[EXERCISE DESCRIPTION]:
Rewrite all of the rows below, replacing "single pin" with "single marker" and leaving everything else the same.

[DATA FOR THE TASK]:
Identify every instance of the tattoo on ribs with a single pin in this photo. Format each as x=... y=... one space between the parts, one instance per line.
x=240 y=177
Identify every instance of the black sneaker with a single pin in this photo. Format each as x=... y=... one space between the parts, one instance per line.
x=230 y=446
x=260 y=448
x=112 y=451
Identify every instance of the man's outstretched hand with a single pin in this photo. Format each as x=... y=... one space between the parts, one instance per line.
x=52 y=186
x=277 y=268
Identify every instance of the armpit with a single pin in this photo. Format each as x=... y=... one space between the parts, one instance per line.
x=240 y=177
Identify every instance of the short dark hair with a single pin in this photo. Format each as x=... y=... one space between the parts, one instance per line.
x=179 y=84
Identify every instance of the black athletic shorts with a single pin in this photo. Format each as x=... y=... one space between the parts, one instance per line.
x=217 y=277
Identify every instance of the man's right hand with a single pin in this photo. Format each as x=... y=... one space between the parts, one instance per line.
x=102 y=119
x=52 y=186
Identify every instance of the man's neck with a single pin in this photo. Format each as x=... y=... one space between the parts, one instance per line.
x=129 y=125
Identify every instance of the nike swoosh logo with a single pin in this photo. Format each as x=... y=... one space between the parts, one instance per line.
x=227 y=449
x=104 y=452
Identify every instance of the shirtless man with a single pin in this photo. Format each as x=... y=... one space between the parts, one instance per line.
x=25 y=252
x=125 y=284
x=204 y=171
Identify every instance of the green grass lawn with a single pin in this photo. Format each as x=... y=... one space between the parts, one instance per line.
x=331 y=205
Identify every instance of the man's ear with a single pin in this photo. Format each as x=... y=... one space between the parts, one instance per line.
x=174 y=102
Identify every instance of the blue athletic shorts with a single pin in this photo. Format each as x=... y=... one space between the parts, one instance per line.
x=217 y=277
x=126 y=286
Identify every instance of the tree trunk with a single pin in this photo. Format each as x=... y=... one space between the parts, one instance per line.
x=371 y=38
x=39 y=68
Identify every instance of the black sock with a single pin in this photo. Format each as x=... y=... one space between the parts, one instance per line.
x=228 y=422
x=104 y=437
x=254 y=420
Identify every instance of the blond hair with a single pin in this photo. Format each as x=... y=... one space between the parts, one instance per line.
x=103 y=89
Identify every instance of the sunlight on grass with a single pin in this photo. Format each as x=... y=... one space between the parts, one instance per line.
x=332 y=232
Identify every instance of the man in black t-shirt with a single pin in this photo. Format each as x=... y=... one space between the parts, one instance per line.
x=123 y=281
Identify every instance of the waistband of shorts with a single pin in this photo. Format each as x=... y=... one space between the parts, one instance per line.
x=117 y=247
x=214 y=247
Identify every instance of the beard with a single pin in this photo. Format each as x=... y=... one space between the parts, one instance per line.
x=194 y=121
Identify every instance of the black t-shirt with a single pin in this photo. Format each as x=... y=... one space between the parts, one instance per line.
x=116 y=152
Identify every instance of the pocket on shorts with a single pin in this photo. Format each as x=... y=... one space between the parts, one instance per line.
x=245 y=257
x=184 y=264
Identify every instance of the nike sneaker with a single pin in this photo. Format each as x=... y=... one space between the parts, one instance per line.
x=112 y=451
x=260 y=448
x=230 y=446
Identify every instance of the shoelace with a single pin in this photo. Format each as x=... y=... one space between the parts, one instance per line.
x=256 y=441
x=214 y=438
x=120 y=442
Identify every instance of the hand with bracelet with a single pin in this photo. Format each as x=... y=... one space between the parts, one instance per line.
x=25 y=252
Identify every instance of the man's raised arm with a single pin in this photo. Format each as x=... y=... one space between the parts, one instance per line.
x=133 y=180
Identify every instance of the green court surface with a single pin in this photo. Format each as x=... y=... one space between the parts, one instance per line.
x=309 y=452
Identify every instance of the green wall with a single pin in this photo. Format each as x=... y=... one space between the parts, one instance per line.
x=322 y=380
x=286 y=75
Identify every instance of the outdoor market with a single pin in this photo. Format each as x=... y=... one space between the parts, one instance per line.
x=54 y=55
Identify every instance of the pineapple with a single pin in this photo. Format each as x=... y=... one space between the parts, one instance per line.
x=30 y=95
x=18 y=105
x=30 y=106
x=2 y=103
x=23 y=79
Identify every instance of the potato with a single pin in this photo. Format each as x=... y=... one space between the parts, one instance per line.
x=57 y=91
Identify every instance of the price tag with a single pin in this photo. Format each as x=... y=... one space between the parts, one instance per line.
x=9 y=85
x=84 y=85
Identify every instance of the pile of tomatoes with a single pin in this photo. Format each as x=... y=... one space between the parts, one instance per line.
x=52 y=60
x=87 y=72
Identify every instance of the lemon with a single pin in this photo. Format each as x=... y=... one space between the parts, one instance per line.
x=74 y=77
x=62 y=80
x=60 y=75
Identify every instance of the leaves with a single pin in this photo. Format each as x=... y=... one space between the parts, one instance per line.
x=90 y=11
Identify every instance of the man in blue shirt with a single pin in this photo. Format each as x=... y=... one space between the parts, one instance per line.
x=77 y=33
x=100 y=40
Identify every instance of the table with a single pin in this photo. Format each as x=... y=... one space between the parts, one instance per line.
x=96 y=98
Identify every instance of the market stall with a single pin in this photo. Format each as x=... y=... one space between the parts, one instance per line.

[REPLY]:
Identify every instance of the tattoo on ribs with a single marker in this photo. Format each as x=... y=... one space between the parts, one instance per line.
x=240 y=177
Identify every instance of the black sneaker with a single marker in this photo. Format each as x=... y=... one space between the parts, one instance per line.
x=230 y=446
x=260 y=448
x=112 y=451
Identify every instance of the man's outstretched hand with a single marker in this photo. Format each as x=... y=... one space between the parts, one instance per line.
x=52 y=186
x=277 y=268
Identify every instance of the armpit with a single marker in this photo. Format each as x=... y=... one space between the parts, one instance per line.
x=240 y=177
Identify every instance of the short dark hair with a single marker in this photo. Format each as x=... y=... one space between the parts, one instance per line.
x=179 y=84
Identify every instance of the black athletic shorts with a single marker in this photo. Format each as x=... y=... one space between the parts, one instance per line.
x=217 y=277
Identify every instance of the man's right hand with a single marker in this photo. Format each as x=... y=... one space between the parts, one instance per line.
x=102 y=119
x=52 y=186
Identify every instance of the man's neck with a single marker in this photo. Format each as x=... y=... one space between the parts, one instance per line.
x=129 y=125
Identify every instance of the nike swoosh logo with a single marker in this photo. Format each as x=... y=... one space between the parts, one instance per line.
x=227 y=449
x=104 y=452
Identify every instance of the shirtless man with a single marker in this photo. Format each as x=... y=... one space between the parts, one instance per line.
x=25 y=252
x=125 y=284
x=204 y=171
Identify every instance of the green grass lawn with a single marker in this photo. Format each as x=... y=... one space between the parts, one instance per line.
x=331 y=205
Identify every instance of the man's ear with a single marker in this photo. Format each as x=... y=... one space between the parts, one instance per line.
x=174 y=102
Identify every instance of the blue athletic shorts with a single marker in this photo. Format each as x=... y=... one space between the parts, one instance per line.
x=217 y=277
x=126 y=286
Identify every instance of the tree trunk with a single marker in this photo. Format each as x=... y=... one space between the parts, one instance per line.
x=371 y=38
x=39 y=68
Identify every instance of the black sock with a single marker in this photo. Format each as x=... y=... one space between the parts, one instance per line.
x=228 y=422
x=104 y=437
x=254 y=420
Identify every instance of the blond hair with a single marker in this photo. Format each as x=... y=... one space between the parts, one instance per line.
x=103 y=89
Identify every instance of the sunlight on grass with a single marker in this photo. Format each as x=... y=... one space between the parts, one instance per line.
x=332 y=232
Identify every instance of the man in black t-shirt with a single marker in this photo. Format each as x=... y=... one space between the parts, one instance per line.
x=123 y=281
Identify every instance of the waistband of shorts with a single marker in this photo. Format each as x=... y=... one space between the parts, one instance per line.
x=117 y=247
x=214 y=247
Identify every instance of the beard with a single marker in this photo. Format each as x=... y=... one space between the parts, one instance per line.
x=194 y=121
Identify every instance of the black t-shirt with a single marker in this photo. Format each as x=... y=... one space between the parts, one instance per line.
x=116 y=152
Identify every instance of the pocket on shorts with a single marker in this photo. Format each as x=... y=... one space between the parts, one instance per line.
x=245 y=257
x=184 y=264
Identify every instance of the nike sneaker with a single marker in this photo. Format each as x=... y=... one space between the parts, one instance per line.
x=112 y=451
x=260 y=448
x=230 y=446
Identify every instance of the shoelace with a single marker in this photo. Format each as x=... y=... one space between the parts, one instance per line.
x=256 y=441
x=214 y=438
x=120 y=442
Identify every instance of the hand with bracelet with a single marker in this photo. Format each as x=... y=... one space between the parts, one instance per line.
x=25 y=252
Identify every instance of the man's raised arm with a single marker in this photo. Format each as x=... y=... one space between the parts, one instance per line.
x=133 y=180
Identify every instance of the green court surface with a single marker in this photo. Format each as x=... y=... one space between the parts, one instance per line.
x=309 y=452
Identify every instance of the green wall with a single marker in this photo. Format each as x=... y=... one space between the parts, one instance per line.
x=322 y=380
x=286 y=75
Identify every instance of the outdoor market with a single marker in this photo. Format each as x=... y=... one space between the parts, one instance per line.
x=54 y=55
Identify every instance of the pineapple with a single marker in this photo. Format each as x=... y=... one space between the parts, one instance per line.
x=30 y=95
x=18 y=105
x=30 y=106
x=2 y=103
x=23 y=79
Identify every instance of the potato with a single marker in this photo. Format each as x=... y=... one space between the parts, one instance per line.
x=57 y=91
Identify every instance of the price tag with a single marker in this photo. Format each as x=... y=... one space between the parts, one instance per line.
x=9 y=85
x=84 y=85
Identify every instance of the pile of tomatoes with a single marker in this photo. Format each as x=... y=... one space between the parts, one instance per line.
x=52 y=60
x=87 y=72
Identify every instance of the lemon with a single marker in this photo. Format each as x=... y=... one space between the parts, one instance per line.
x=74 y=77
x=62 y=80
x=60 y=75
Identify every instance of the leaves with a single marker in this photo. Format each as x=... y=... one space between the parts, one instance per line.
x=90 y=11
Identify every instance of the man in blue shirt with a single marker in this photo. Format each as x=... y=... one space between the parts, one instance per line.
x=77 y=33
x=100 y=40
Identify every instance of the table with a single marker in this photo. Format each as x=... y=... one space between the parts, one instance per line.
x=96 y=98
Identify every instance of the market stall with a single marker in this photo. Format each as x=... y=... one space between the parts, one instance per line.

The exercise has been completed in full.